▸ RECORDS PROVIDED:
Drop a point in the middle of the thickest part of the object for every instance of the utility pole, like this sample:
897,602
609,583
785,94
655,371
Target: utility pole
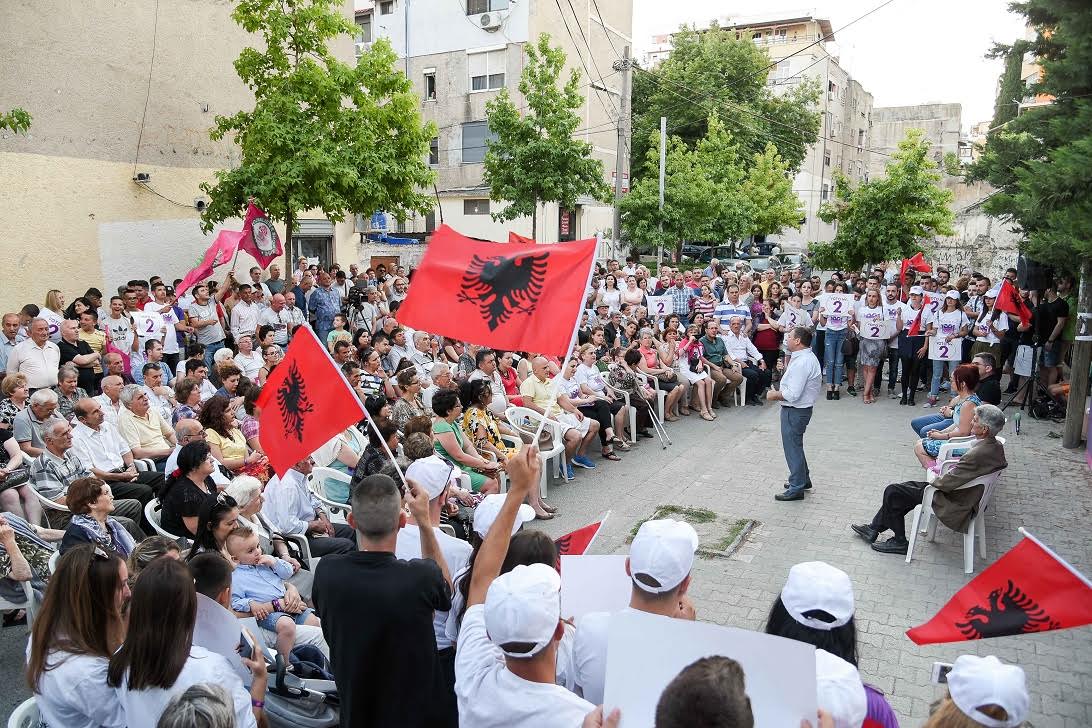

▸ WHAT THE TASK REQUIRES: Render every line of the entries above as a JSON list of strings, one string per line, leaving out blank lines and the picture placeholders.

▸ SOLUTION BELOW:
[
  "Drop a point in the middle of the thickest part of the object for every instance of the utility pole, like this sample:",
  "897,602",
  "609,583",
  "785,94",
  "655,371",
  "Target: utility pole"
]